Stored records
┄┄┄┄┄┄
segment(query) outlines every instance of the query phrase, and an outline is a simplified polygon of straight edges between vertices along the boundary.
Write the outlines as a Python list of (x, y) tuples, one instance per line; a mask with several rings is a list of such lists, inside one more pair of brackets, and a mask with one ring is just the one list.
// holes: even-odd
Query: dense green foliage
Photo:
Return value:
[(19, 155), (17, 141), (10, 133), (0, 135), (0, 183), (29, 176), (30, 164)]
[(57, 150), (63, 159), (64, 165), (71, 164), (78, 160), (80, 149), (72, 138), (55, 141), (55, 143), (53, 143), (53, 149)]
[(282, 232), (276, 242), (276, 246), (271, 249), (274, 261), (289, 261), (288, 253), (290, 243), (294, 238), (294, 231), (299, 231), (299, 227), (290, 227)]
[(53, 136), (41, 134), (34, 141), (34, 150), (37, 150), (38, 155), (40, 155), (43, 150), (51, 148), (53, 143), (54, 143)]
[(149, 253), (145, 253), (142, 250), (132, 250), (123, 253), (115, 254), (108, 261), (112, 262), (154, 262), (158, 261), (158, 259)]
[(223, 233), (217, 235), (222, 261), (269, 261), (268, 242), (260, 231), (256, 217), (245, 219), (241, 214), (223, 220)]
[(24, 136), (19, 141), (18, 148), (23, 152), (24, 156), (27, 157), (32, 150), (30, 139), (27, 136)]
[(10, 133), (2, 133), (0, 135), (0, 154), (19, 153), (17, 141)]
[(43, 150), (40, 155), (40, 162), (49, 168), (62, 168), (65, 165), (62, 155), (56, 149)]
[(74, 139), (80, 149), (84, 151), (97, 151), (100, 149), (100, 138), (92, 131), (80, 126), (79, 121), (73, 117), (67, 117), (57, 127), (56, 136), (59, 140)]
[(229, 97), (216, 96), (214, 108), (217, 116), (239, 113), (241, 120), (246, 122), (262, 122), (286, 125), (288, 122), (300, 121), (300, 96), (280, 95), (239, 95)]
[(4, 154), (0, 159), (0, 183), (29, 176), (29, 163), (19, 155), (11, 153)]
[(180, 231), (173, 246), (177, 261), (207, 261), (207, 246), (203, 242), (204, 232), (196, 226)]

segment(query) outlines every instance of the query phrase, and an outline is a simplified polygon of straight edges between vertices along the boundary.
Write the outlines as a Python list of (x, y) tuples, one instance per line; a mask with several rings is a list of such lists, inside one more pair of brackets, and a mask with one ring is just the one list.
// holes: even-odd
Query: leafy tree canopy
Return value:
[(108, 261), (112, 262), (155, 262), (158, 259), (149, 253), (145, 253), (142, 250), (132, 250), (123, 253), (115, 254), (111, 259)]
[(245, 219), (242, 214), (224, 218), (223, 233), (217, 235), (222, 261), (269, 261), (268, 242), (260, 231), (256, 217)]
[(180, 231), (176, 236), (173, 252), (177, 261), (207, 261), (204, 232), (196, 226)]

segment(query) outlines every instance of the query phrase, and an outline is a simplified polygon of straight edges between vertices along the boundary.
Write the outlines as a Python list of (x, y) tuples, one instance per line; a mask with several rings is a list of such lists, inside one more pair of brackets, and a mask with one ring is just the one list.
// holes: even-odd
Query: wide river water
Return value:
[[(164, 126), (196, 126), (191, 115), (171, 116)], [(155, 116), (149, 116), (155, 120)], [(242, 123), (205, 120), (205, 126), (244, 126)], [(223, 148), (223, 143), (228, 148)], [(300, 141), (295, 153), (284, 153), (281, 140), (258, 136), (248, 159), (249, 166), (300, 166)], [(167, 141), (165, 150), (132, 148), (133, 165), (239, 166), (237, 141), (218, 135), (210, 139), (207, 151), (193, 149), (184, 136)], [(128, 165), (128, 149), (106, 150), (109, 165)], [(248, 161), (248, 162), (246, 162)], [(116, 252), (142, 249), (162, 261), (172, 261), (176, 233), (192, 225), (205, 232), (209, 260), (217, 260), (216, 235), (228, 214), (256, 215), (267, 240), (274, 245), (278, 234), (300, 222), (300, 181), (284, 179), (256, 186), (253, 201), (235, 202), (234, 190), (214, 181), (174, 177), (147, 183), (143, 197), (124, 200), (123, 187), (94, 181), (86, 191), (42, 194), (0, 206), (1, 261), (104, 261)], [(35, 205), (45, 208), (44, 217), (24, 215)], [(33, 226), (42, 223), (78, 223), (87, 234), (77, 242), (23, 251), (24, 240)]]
┄┄┄┄┄┄
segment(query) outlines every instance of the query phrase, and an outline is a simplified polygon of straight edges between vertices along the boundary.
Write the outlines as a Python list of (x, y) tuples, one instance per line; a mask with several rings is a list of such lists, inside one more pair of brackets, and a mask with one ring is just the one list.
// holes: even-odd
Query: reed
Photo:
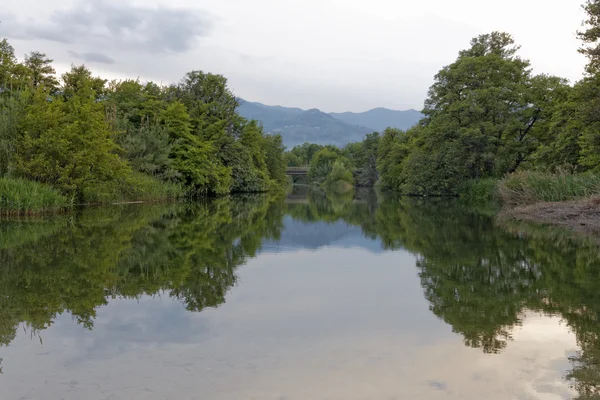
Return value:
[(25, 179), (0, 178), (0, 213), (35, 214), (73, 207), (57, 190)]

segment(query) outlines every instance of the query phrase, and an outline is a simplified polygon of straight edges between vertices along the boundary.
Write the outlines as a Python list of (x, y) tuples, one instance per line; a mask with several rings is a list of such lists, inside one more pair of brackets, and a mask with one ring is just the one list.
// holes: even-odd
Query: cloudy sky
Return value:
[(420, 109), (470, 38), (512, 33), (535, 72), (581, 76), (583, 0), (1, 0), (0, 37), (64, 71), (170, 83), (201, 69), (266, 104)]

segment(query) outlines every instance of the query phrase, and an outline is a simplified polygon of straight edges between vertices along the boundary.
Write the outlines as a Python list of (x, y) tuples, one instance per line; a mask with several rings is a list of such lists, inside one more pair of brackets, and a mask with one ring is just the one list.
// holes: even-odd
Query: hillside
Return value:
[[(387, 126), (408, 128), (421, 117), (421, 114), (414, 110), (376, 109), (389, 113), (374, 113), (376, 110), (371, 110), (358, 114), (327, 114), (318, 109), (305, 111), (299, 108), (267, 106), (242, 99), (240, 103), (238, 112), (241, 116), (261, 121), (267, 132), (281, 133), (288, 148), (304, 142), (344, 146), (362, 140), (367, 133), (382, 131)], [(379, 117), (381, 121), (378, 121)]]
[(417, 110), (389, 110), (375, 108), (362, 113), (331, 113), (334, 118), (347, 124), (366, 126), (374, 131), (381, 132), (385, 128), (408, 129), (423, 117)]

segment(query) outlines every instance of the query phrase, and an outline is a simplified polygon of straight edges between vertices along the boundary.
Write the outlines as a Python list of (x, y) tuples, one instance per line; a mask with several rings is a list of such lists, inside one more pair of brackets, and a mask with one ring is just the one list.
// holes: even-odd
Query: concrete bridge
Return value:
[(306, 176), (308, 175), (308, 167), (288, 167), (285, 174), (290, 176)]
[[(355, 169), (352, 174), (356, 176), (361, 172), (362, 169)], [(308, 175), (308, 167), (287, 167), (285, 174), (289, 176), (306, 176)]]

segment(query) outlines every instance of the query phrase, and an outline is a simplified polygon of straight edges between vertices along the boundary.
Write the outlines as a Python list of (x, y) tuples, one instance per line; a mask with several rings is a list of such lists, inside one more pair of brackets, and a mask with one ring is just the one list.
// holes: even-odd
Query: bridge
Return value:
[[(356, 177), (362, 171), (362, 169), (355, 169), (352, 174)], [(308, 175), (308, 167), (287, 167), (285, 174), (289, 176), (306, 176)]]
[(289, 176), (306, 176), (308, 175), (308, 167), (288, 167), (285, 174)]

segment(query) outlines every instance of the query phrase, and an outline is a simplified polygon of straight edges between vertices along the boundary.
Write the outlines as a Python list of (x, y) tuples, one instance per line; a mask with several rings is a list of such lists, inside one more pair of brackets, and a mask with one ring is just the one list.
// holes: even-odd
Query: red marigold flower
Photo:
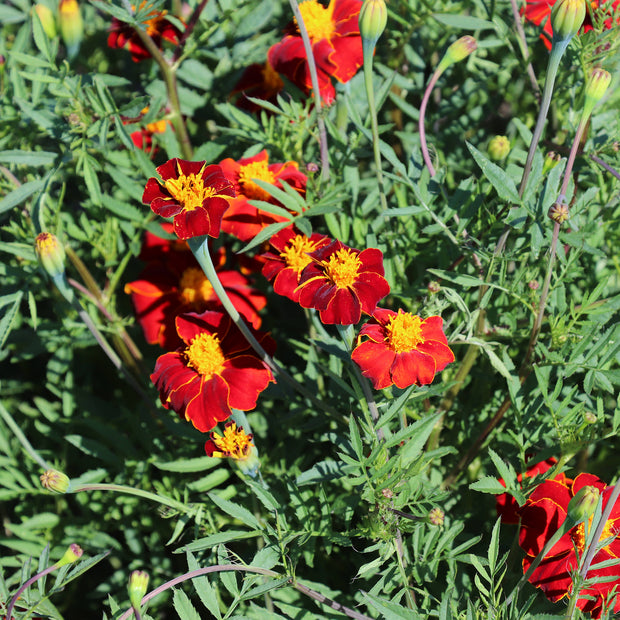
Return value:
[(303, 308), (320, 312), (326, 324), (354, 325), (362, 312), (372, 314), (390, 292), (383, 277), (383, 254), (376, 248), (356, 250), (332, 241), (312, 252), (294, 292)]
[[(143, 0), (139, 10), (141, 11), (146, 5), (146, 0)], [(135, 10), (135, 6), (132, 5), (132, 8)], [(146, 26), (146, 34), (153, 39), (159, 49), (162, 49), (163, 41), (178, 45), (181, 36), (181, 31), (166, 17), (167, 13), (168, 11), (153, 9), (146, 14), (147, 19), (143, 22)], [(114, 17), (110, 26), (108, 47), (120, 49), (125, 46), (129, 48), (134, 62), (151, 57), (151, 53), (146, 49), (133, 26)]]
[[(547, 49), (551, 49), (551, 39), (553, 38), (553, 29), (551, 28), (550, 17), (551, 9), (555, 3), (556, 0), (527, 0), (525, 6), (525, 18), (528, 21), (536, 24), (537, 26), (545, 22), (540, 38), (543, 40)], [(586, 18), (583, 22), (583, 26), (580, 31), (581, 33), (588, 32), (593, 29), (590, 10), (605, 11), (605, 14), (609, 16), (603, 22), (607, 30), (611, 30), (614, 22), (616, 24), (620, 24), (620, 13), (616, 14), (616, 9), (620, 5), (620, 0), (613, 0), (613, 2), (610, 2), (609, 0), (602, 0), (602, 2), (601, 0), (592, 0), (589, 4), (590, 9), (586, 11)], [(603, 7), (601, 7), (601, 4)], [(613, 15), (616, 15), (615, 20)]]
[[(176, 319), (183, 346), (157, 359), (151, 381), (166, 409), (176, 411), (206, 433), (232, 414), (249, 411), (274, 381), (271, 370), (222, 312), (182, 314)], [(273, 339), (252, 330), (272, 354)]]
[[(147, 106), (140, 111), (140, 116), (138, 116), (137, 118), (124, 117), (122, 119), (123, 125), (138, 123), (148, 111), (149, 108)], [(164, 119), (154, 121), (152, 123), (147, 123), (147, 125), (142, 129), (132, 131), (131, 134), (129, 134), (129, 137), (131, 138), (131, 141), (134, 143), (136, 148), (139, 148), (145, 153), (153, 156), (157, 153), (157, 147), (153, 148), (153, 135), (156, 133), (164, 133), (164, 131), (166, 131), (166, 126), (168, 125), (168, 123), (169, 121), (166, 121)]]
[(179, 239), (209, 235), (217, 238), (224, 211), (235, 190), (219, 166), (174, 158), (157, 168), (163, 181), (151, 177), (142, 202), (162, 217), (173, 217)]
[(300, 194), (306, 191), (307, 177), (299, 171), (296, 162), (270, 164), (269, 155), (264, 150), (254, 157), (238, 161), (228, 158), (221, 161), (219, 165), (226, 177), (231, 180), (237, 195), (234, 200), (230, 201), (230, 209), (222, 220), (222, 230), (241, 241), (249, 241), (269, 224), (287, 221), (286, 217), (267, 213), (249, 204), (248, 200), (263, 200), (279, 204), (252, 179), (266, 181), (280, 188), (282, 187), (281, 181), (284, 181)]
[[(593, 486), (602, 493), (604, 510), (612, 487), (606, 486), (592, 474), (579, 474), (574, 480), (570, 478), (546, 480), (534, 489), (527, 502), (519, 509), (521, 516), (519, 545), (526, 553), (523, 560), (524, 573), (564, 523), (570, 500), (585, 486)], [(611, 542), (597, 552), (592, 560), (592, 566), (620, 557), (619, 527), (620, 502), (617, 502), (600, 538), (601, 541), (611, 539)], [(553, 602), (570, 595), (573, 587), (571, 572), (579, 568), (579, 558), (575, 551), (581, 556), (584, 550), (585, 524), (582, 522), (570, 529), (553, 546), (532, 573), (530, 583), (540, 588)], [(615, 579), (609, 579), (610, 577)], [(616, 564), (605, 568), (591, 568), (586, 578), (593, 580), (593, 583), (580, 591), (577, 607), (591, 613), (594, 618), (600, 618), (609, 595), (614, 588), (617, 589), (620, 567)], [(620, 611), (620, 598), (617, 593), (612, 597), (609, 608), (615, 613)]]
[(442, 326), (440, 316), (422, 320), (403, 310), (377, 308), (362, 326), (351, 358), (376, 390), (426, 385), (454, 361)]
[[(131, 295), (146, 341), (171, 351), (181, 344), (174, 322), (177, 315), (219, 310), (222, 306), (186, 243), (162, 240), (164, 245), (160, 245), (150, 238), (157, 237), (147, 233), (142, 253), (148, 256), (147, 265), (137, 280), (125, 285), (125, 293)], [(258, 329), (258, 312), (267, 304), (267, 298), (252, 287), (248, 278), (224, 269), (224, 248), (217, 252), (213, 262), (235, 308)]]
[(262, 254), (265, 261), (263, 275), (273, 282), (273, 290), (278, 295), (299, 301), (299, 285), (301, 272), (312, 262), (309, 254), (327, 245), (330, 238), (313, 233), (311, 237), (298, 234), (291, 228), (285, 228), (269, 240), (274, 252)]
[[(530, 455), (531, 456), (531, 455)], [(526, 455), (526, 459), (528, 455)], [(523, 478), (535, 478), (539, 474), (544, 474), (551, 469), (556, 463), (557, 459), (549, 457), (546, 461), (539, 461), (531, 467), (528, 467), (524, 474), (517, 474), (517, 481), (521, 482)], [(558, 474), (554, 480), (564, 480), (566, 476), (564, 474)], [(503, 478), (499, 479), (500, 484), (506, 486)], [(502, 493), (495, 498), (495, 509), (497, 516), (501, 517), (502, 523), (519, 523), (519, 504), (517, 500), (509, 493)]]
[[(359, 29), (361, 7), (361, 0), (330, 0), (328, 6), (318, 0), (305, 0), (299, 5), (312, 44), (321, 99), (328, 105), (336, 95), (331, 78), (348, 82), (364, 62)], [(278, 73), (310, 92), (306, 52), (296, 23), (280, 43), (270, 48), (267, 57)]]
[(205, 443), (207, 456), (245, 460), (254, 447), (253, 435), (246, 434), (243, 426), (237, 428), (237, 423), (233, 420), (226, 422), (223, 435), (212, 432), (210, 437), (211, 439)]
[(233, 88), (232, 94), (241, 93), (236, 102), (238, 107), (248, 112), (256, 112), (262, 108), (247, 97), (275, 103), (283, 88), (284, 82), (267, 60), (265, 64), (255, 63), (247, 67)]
┄┄┄┄┄┄
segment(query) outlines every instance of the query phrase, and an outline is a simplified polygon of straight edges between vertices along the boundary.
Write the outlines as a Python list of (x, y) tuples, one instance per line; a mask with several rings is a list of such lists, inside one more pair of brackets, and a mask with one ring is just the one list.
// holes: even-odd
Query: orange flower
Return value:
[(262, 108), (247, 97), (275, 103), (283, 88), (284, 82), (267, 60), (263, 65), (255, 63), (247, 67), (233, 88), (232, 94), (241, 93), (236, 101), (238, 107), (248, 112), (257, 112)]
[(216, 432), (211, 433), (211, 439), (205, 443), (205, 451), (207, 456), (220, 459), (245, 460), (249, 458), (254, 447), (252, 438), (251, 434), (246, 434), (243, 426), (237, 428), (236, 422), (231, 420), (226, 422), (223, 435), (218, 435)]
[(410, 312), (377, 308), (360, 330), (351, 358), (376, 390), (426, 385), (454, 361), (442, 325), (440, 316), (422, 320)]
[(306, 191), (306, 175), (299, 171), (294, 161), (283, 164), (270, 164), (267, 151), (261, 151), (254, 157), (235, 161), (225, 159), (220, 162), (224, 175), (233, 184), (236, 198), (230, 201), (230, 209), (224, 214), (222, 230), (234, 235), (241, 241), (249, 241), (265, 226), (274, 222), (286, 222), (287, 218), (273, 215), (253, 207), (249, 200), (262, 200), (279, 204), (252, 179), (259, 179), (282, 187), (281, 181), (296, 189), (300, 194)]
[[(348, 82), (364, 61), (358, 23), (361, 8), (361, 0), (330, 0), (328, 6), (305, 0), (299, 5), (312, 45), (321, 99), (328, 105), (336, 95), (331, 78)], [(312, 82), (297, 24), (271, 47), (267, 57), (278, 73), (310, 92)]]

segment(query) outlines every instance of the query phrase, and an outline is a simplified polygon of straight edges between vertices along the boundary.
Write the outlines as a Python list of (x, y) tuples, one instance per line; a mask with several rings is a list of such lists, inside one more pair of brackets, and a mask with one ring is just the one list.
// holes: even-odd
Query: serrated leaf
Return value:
┄┄┄┄┄┄
Set down again, word for word, the stretch of records from the line with "Query: cloudy sky" to the line with "Query: hillside", both of those lines included.

ANSWER FOR THE TASK:
Query: cloudy sky
Return value:
[(420, 109), (470, 38), (512, 33), (535, 72), (581, 76), (583, 0), (1, 0), (0, 37), (64, 71), (170, 83), (201, 69), (266, 104)]

segment(query) outlines every instance of the query phrase, and an outline is a simplified polygon of straight edges between vertices along the boundary.
Write the outlines as a Python list of (x, y) tuples, one instance per line; a mask with several rings is a list of such lists, inside one more pair of brackets, and a mask with one ring is just the one list.
// holes: even-odd
Query: hillside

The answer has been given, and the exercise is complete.